## STORED DATA
___
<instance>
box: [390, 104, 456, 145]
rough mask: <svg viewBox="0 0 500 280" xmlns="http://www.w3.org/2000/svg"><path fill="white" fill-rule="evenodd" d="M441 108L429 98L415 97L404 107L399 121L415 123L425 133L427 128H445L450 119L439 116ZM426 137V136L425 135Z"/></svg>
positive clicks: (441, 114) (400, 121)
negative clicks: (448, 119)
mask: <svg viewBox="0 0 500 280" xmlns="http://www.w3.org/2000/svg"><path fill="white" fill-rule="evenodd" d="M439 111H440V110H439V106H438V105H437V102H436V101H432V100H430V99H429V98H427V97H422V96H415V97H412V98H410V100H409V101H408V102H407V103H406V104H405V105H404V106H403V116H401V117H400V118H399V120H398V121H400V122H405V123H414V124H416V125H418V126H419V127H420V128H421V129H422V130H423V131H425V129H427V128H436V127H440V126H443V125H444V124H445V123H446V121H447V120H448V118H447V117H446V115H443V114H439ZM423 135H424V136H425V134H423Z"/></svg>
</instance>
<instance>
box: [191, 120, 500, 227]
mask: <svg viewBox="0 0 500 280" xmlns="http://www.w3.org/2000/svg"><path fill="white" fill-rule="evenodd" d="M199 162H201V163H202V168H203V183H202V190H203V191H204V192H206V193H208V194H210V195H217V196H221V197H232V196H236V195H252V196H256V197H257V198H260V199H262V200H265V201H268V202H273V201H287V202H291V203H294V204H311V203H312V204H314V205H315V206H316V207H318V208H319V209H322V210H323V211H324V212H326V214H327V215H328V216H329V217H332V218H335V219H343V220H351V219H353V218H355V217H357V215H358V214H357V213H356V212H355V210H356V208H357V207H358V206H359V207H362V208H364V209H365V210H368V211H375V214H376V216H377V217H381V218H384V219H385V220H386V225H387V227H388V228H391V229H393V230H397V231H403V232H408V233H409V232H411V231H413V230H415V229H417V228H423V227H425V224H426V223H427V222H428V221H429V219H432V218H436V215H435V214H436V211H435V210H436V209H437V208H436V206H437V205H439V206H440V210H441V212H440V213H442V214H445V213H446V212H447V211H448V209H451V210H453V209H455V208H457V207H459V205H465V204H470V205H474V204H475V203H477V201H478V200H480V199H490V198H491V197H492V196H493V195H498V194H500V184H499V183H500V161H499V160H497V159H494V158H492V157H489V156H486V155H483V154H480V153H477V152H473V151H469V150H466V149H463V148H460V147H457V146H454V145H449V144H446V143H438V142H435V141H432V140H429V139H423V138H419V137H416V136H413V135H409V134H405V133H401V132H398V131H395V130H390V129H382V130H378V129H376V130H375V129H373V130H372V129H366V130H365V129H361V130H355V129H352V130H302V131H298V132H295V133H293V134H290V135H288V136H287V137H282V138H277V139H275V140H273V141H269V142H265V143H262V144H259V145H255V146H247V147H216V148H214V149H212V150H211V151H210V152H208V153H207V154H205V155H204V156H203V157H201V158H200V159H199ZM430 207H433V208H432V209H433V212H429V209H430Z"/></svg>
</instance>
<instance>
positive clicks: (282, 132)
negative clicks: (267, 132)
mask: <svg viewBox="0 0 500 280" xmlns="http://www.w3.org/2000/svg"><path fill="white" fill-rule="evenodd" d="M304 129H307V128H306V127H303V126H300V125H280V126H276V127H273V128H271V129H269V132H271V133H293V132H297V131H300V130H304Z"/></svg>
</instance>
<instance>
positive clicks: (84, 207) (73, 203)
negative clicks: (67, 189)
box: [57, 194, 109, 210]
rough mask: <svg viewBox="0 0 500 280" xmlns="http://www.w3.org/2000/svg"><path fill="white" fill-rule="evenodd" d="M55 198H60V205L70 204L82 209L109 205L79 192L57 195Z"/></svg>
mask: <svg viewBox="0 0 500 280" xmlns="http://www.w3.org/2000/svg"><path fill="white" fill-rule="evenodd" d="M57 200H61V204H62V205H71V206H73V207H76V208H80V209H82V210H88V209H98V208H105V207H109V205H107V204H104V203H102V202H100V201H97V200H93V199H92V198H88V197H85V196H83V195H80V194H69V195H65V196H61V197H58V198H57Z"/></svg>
___
## EXERCISE OBJECTIVE
Counting only lines that hold the word "positive", report how many there are in the listing above, as a number alone.

## EXERCISE SOLUTION
3